[begin Supplied material]

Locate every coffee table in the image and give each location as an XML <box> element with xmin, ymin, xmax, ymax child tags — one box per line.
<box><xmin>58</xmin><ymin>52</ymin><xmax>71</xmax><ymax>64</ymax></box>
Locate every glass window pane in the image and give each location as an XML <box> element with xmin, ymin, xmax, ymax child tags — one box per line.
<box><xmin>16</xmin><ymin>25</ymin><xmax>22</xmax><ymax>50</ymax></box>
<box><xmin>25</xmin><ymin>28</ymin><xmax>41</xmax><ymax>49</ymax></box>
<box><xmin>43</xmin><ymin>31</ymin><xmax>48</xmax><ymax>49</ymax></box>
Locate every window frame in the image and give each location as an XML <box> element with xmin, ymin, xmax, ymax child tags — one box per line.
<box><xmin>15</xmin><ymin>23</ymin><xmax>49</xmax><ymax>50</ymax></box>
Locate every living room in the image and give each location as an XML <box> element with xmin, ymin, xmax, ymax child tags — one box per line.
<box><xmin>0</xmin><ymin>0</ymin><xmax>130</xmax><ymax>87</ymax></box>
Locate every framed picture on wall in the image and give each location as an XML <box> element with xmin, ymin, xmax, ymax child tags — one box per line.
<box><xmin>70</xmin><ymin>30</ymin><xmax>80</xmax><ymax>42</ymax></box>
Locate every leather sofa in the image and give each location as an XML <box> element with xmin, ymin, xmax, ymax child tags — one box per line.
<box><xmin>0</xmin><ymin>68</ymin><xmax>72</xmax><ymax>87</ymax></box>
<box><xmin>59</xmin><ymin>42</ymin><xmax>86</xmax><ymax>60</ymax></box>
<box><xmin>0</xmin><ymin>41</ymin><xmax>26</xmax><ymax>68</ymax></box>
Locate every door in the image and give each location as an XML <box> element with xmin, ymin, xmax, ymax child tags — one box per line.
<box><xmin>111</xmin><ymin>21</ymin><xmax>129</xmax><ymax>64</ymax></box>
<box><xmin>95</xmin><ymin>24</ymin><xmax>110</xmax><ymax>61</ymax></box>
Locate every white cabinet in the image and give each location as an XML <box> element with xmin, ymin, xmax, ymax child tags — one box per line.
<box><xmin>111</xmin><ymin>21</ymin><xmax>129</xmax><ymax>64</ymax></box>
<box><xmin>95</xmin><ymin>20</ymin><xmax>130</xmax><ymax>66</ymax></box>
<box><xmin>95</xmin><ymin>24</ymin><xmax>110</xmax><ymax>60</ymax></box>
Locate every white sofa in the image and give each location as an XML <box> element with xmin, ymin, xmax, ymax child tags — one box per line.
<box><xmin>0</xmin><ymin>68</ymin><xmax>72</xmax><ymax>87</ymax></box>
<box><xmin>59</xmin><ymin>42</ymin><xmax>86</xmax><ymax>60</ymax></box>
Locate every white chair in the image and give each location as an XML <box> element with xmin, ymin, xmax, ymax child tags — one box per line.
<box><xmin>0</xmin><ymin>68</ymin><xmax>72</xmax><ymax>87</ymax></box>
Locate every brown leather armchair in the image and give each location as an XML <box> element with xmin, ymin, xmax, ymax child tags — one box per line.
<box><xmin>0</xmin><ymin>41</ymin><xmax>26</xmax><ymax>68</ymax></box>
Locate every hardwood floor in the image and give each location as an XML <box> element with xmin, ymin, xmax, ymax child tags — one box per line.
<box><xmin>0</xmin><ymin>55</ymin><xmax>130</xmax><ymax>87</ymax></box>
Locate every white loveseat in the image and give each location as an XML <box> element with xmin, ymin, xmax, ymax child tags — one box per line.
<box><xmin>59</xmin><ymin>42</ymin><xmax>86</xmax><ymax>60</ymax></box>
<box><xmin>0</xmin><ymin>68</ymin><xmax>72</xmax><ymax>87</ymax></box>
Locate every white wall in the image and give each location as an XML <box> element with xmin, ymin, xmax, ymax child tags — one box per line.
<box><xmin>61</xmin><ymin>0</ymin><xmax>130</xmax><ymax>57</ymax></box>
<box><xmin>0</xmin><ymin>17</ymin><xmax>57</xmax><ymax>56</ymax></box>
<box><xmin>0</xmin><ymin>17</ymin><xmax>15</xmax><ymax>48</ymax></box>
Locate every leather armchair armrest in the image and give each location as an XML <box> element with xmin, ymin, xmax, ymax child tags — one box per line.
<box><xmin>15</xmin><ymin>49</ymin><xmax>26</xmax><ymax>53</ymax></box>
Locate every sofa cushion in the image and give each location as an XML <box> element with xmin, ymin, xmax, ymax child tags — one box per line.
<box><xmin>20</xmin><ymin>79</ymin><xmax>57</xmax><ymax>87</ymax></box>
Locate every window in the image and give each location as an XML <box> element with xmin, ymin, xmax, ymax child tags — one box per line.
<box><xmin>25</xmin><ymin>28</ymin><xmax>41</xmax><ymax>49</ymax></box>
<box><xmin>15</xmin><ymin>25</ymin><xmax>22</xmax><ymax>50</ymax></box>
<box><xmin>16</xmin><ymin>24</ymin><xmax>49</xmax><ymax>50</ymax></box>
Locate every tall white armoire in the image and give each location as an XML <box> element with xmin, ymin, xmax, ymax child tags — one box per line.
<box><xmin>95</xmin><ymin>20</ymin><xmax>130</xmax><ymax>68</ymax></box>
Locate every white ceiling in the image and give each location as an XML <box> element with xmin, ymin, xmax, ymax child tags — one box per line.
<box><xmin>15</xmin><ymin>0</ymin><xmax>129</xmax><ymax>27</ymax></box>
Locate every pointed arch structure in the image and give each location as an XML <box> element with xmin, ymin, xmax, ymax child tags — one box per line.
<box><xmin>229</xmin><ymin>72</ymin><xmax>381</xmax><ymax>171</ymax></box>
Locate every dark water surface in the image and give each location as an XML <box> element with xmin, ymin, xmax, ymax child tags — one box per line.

[end Supplied material]

§ Exercise directions
Pull out every row above that contains the word "leather", and copy each of those rows in full.

§ Exercise result
Locate every leather sofa in the image and give each location as an XML <box> element with xmin, ymin, xmax, ymax child tags — one box per line.
Locate every brown leather armchair in the image and give each location as an XML <box> element with xmin, ymin, xmax, ymax child tags — one box per line.
Locate every leather armchair armrest in the image and give each location as an XML <box> element with xmin, ymin, xmax, ymax child tags — one box per line.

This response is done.